*What you should do*
Below are the records. Restate word for word every line from the one that contains "Target: wrist" through the final line, both included.

*** Working data

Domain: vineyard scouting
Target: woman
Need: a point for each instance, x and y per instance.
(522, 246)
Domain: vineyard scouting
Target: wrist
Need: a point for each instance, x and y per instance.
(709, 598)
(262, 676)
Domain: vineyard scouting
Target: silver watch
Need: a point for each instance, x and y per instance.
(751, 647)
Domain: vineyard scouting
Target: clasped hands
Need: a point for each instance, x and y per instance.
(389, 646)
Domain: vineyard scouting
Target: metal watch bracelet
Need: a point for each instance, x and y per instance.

******

*Written solution*
Target: wrist
Need: a point for each instance, x and y per instance.
(709, 598)
(262, 676)
Domain: vineyard scouting
Target: silver watch
Need: a point for each instance, x and y per instance.
(751, 647)
Domain: vineyard scouting
Target: clasped hands
Need: a point for each instance, x and y per instance.
(389, 646)
Domain: vineyard scouting
Target: metal watch bracelet
Need: a point for each instance, x and y per instance.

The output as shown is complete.